Please count the lines in the records below that contain the string "each", treating uppercase and lowercase as different. Reply with only the number.

------

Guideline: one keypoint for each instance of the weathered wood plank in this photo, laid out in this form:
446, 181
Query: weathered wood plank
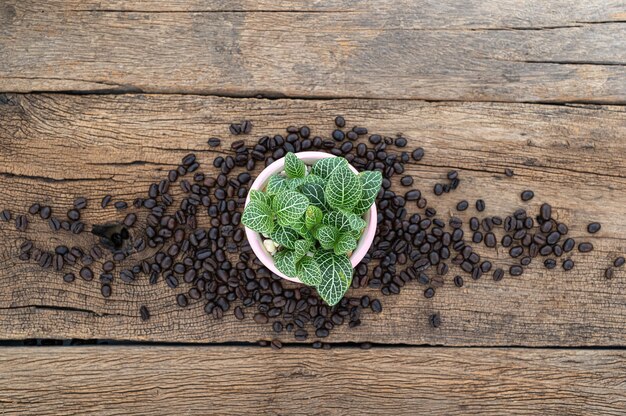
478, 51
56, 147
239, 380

------

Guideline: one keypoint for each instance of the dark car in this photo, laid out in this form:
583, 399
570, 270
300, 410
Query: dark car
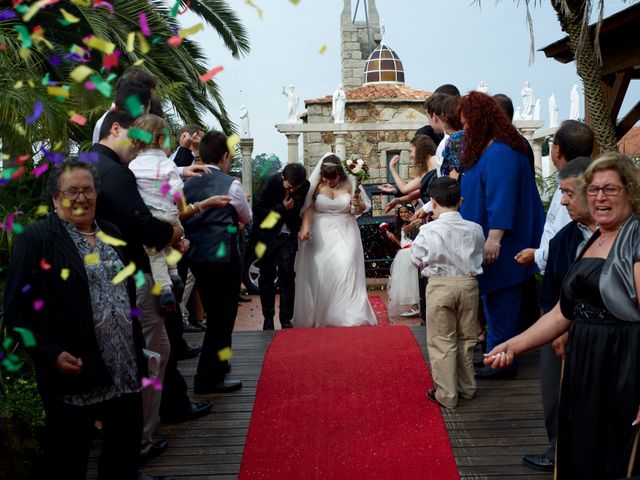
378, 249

------

(Answer in full): 2